INSTRUCTIONS FOR THE TASK:
Update the records below by replacing "lily pad" with "water lily leaf" and leaving everything else unchanged. Return the revised lines without the pictures.

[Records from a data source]
/---
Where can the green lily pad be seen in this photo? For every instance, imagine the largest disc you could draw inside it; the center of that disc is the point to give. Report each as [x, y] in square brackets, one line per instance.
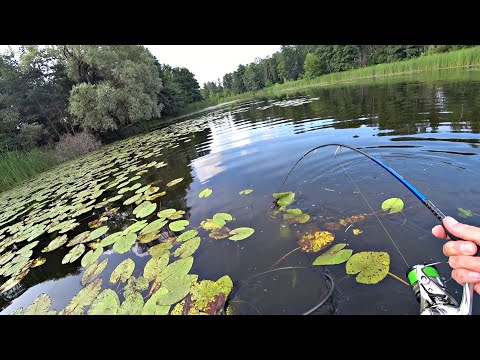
[241, 233]
[153, 226]
[187, 235]
[132, 199]
[393, 204]
[125, 243]
[95, 234]
[174, 182]
[79, 239]
[221, 218]
[84, 298]
[178, 225]
[91, 256]
[205, 193]
[93, 271]
[107, 303]
[333, 256]
[246, 191]
[371, 266]
[187, 248]
[144, 209]
[135, 227]
[74, 254]
[284, 199]
[123, 271]
[39, 306]
[155, 266]
[133, 305]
\---
ANSWER TO THE EXERCISE:
Where can the green water lily leaf be seen in this photo? For every instance, imagine the largest disc you could draw inside it; the center of that disc is the point to give. Report each as [x, y] in square brackets, one line per instance.
[241, 233]
[153, 226]
[187, 235]
[132, 199]
[393, 204]
[125, 243]
[95, 234]
[174, 182]
[79, 239]
[221, 218]
[84, 298]
[178, 225]
[91, 256]
[205, 193]
[93, 271]
[107, 303]
[333, 256]
[246, 191]
[371, 266]
[187, 248]
[144, 209]
[135, 227]
[74, 254]
[284, 199]
[123, 271]
[39, 306]
[155, 266]
[133, 305]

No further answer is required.